Dataset entries
--- START ---

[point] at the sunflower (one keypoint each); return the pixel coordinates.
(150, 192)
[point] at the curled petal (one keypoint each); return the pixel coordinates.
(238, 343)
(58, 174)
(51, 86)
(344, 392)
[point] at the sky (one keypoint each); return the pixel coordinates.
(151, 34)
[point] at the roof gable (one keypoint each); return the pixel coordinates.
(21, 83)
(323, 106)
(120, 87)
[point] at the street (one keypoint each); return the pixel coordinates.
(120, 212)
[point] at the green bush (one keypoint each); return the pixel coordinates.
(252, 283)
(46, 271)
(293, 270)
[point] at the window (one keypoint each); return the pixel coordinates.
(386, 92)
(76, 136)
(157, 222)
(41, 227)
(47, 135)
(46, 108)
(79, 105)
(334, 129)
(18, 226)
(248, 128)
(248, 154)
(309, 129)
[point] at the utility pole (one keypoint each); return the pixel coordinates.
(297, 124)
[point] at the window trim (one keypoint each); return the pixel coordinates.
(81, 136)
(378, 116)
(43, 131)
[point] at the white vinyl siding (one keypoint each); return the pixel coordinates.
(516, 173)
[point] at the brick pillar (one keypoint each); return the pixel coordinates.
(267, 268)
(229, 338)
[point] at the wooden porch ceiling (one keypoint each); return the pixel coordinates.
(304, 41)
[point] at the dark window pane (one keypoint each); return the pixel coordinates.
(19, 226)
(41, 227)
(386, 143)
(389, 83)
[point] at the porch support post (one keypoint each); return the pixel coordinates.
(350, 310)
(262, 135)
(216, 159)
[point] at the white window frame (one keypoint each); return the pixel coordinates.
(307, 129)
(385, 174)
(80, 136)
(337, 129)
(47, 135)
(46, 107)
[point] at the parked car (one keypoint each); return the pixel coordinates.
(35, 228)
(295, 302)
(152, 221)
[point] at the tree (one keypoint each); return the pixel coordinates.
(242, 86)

--- END ---

> _WORK INSTRUCTIONS_: What is wanted is the line containing "[point] at the wooden" and every line after it through the last line of the entries, printed exactly.

> _RESULT OF THE EXERCISE_:
[point] at the wooden porch ceiling (one keypoint each); return the pixel coordinates.
(304, 41)
[point] at the dark window pane (one keypoint each); return the pixel coordinates.
(19, 226)
(41, 227)
(386, 143)
(389, 83)
[point] at the porch support post (one keypoint each); return the pixel coordinates.
(350, 310)
(262, 135)
(216, 159)
[point] at the white window frame (one keypoint each); return the pixel coordinates.
(307, 129)
(385, 174)
(80, 136)
(337, 129)
(47, 135)
(46, 107)
[point] at the parked car (one keypoint each); return the pixel coordinates.
(35, 228)
(295, 302)
(152, 221)
[point] at the tree (one keypoint each); return the pixel coordinates.
(242, 86)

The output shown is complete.